- **PAGE EXCERPT**:
══════════════════════════════
The gmapping node is an implementation of Simultaneous Localization & Mapping (SLAM). The node's input is the laser scan data from the Hokuyo 2D LIDAR sensor and the output is a 2D probabilistic occupancy grid map of the environment. The occupancy grid map continously updates as the drone explores the environment (teleoperated). The white space on the map means free space, the black area means obstacles, and the grey area means the area is unexplored. Each square on the discrete map represents the probability that it is an obstacle.

Navigation Phase

For the navigation phase, the amcl and move_base nodes are mainly used. AMCL stands for Adaptive Monte-Carlo Localization. It is a localization method which uses a particle filter to estimate the pose (position and orientation) of the drone in the environment. The node subscribes to the current laser scans and the occupancy grid map which are compared against each other to localize the drone. The node outputs or publishes the particle filter which contains all the estimates of the robot's pose.
══════════════════════════════
- **INFORMATION PROVIDED**:

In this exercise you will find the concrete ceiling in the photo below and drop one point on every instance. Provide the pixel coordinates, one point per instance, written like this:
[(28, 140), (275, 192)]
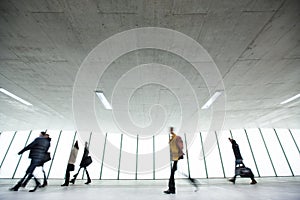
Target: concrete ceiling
[(252, 46)]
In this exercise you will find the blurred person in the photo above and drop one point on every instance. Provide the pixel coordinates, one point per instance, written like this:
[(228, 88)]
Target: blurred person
[(71, 162), (38, 148)]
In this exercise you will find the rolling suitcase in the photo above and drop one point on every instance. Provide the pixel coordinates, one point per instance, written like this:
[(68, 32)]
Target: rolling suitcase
[(244, 172)]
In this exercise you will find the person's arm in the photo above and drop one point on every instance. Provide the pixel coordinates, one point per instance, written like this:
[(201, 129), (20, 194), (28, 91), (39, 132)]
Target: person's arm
[(28, 147)]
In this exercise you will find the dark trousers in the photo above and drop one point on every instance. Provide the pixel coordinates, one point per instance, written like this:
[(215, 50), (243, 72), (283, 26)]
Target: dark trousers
[(85, 170), (172, 180)]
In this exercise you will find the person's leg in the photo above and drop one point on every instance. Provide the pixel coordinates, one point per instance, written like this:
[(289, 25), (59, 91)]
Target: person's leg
[(235, 171), (37, 184), (45, 183), (19, 184), (171, 184), (75, 176), (67, 178), (253, 181), (88, 176)]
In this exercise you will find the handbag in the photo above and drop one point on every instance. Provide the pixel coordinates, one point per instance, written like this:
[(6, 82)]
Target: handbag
[(70, 167), (86, 161), (47, 157)]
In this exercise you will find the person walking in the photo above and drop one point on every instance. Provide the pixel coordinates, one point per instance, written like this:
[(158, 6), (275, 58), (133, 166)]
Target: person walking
[(47, 158), (71, 162), (85, 162), (176, 153), (239, 162), (38, 148)]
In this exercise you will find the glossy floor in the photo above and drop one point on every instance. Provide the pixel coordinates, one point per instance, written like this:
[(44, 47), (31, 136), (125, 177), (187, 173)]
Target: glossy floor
[(267, 188)]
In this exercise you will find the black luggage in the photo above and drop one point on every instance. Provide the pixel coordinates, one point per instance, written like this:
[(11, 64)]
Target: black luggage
[(243, 171)]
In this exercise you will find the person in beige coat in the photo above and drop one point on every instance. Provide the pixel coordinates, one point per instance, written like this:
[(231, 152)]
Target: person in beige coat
[(71, 162), (176, 153)]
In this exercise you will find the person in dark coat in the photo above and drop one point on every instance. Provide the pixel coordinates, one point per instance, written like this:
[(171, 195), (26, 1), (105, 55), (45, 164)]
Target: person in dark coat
[(84, 165), (45, 183), (238, 161), (71, 162), (38, 148)]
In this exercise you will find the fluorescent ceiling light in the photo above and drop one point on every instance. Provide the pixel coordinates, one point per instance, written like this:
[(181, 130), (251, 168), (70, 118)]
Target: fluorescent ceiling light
[(291, 99), (15, 97), (103, 100), (212, 99)]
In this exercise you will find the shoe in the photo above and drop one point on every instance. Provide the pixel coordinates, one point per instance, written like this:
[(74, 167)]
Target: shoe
[(232, 180), (16, 187), (44, 184), (37, 184), (72, 181), (169, 192)]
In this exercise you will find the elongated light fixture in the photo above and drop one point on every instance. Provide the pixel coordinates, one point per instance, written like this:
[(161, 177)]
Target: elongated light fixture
[(212, 99), (4, 91), (291, 99), (103, 99)]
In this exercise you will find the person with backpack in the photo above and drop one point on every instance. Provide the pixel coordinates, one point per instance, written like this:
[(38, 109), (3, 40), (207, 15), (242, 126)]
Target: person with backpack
[(176, 153), (38, 149), (85, 162)]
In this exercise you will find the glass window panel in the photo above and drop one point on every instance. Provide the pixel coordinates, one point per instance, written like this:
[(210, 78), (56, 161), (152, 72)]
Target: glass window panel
[(128, 157), (260, 153), (5, 139), (213, 162), (240, 137), (296, 135), (162, 157), (62, 154), (145, 158), (197, 167), (276, 153), (227, 153), (111, 158), (12, 157), (290, 149), (25, 161)]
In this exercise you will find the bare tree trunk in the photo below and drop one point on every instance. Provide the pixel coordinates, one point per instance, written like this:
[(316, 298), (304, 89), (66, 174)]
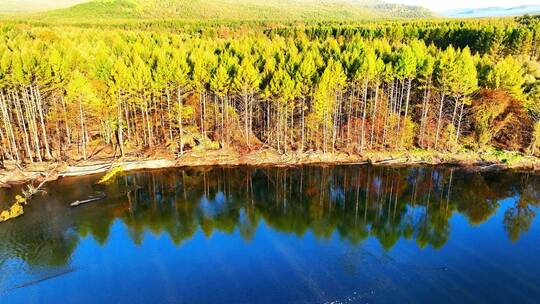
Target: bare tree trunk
[(459, 123), (66, 122), (120, 125), (439, 119), (364, 110), (83, 133), (20, 118), (180, 122), (39, 102)]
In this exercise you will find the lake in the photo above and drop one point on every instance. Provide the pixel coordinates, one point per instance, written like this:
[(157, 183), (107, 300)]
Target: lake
[(313, 234)]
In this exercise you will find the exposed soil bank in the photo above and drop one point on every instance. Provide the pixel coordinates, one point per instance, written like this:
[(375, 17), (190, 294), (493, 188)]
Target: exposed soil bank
[(472, 161)]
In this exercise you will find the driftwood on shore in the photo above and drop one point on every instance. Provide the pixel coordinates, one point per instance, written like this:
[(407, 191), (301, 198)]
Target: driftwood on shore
[(98, 197)]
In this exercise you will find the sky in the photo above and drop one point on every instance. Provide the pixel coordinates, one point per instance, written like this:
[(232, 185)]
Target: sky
[(441, 5)]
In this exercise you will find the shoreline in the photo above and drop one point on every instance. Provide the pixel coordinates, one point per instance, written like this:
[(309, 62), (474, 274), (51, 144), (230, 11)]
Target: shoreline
[(265, 158)]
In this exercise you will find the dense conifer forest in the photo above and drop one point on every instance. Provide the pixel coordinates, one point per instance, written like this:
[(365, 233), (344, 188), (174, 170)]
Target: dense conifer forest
[(67, 89)]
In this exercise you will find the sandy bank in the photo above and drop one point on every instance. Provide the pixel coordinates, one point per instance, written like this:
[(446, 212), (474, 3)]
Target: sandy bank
[(16, 175)]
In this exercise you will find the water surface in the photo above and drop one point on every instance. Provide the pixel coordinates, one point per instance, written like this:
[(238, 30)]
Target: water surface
[(344, 234)]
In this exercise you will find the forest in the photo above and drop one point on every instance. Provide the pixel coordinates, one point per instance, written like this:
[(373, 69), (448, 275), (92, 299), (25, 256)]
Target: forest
[(69, 90)]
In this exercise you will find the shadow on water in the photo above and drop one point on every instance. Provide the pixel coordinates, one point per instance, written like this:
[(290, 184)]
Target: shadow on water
[(351, 202)]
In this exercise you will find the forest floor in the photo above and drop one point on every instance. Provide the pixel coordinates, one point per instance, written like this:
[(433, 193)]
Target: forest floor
[(476, 161)]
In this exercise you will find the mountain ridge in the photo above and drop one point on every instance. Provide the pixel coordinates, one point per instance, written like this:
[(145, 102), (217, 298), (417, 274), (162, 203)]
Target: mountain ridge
[(492, 11), (239, 10)]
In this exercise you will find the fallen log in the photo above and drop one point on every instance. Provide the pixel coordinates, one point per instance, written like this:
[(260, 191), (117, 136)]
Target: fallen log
[(98, 197)]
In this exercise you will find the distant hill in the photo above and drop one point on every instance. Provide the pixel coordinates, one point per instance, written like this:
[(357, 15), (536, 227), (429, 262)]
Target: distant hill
[(493, 11), (21, 6), (240, 10)]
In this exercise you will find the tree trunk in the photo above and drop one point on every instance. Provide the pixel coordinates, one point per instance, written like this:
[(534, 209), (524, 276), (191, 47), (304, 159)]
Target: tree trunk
[(439, 119), (83, 135), (180, 122)]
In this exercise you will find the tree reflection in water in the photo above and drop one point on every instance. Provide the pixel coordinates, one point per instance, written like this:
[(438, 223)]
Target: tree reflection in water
[(352, 202)]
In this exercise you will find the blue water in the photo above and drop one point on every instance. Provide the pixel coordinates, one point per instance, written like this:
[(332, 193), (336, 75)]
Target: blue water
[(303, 235)]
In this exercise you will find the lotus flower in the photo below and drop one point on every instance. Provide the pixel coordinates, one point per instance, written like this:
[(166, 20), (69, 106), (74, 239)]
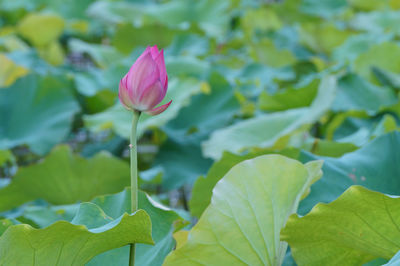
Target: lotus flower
[(146, 83)]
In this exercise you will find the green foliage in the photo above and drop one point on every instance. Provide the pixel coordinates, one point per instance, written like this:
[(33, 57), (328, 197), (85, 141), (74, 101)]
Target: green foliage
[(359, 226), (250, 205), (64, 243), (306, 79), (79, 179), (36, 111)]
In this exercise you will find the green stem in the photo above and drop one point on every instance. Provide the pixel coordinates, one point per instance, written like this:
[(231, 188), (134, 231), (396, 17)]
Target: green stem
[(134, 185)]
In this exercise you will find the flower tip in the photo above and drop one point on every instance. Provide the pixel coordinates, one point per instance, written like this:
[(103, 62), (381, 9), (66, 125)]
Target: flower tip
[(160, 109)]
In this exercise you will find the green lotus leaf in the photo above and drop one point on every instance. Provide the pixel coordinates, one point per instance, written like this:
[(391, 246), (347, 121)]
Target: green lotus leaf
[(64, 243), (64, 178), (361, 225), (250, 205)]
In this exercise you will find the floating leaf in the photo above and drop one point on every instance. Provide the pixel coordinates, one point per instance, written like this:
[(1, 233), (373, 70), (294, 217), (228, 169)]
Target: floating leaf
[(265, 130), (68, 244), (359, 226), (289, 98), (381, 56), (64, 178), (50, 25), (355, 93), (394, 261), (202, 189), (368, 166), (9, 71), (162, 218), (36, 111), (249, 207)]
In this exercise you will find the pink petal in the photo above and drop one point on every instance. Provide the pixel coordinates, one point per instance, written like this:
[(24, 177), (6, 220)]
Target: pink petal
[(154, 51), (151, 96), (134, 65), (159, 109), (163, 71), (143, 75), (123, 96)]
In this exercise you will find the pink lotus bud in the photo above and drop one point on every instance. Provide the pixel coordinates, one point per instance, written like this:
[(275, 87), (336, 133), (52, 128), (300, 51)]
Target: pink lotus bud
[(146, 83)]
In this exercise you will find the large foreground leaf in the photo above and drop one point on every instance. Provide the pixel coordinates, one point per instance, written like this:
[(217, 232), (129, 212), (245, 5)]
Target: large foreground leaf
[(36, 111), (267, 129), (359, 226), (64, 243), (162, 220), (249, 207), (64, 178), (202, 189)]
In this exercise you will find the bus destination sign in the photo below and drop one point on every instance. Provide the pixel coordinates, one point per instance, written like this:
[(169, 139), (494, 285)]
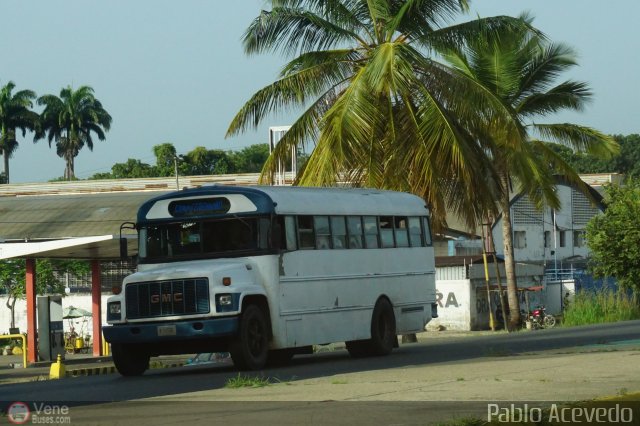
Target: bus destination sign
[(199, 207)]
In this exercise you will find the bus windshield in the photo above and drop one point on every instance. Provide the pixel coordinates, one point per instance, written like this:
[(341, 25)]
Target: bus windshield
[(228, 237)]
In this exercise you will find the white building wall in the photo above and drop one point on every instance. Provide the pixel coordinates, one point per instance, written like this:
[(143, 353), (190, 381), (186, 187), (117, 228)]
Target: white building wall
[(78, 301), (568, 219)]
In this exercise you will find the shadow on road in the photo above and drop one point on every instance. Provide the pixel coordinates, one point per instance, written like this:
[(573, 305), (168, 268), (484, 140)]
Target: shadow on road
[(166, 382)]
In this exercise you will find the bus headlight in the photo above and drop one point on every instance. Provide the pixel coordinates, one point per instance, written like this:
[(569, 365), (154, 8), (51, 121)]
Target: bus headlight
[(114, 311), (227, 302)]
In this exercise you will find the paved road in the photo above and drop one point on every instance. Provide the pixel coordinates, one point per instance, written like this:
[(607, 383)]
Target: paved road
[(415, 385)]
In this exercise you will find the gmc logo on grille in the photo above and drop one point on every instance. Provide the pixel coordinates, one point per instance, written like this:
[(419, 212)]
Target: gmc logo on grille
══════════════════════════════
- **AIM 1**: In the drone mapping text, rewrite the paragraph beginning "The gmapping node is an implementation" as a bulleted list that keeps its main facts.
- **AIM 2**: According to the drone mapping text, what does AMCL stand for?
- **AIM 3**: Carry on the drone mapping text from its final sentence.

- **WRITTEN ANSWER 1**:
- The gmapping node implements Simultaneous Localization & Mapping (SLAM).
- Input: laser scan data from the Hokuyo 2D LIDAR sensor.
- Output: a 2D probabilistic occupancy grid map of the environment.
- The map updates continuously as the teleoperated drone explores.
- White marks free space, black marks obstacles, and grey marks unexplored areas.
- Each square on the discrete map represents the probability that it is an obstacle.

- **WRITTEN ANSWER 2**: Adaptive Monte-Carlo Localization.

- **WRITTEN ANSWER 3**:
The move_base node allows for the 2D navigation goal to be used in rviz. It listens for the goal to be set in rviz and outputs the necessary velocities needed for the drone to navigate from its current pose to the goal pose. The node contains the global and local path planners. The global planner makes a path from the start point to the goal point. Some global path planning methods include A*, RRT*, and Dijikstra's Algorithm, but this code uses Dijikstra's Algorithm. You can change the global planner used in the yaml parameter files. The local path planning method used is called the dwa_local_planner (Dynamic Window Approach). For each time step, the local planner generates sample velocities that the robot can take. It predicts the possible trajectory of the robot with each of the sample velocities and finds the optimal trajectory based on the distance to the goal, speed of the robot, distance to obstacles, and the robot's distance to the global path.

Both nodes are required for the drone to successfully navigate from the source point to the destination point. You can use rviz to view the local path planning trajectory or the particle filters in real time.


Recommended Links

I used some of these links to make this package, so feel free to reference them if you want to know more about how the files work together.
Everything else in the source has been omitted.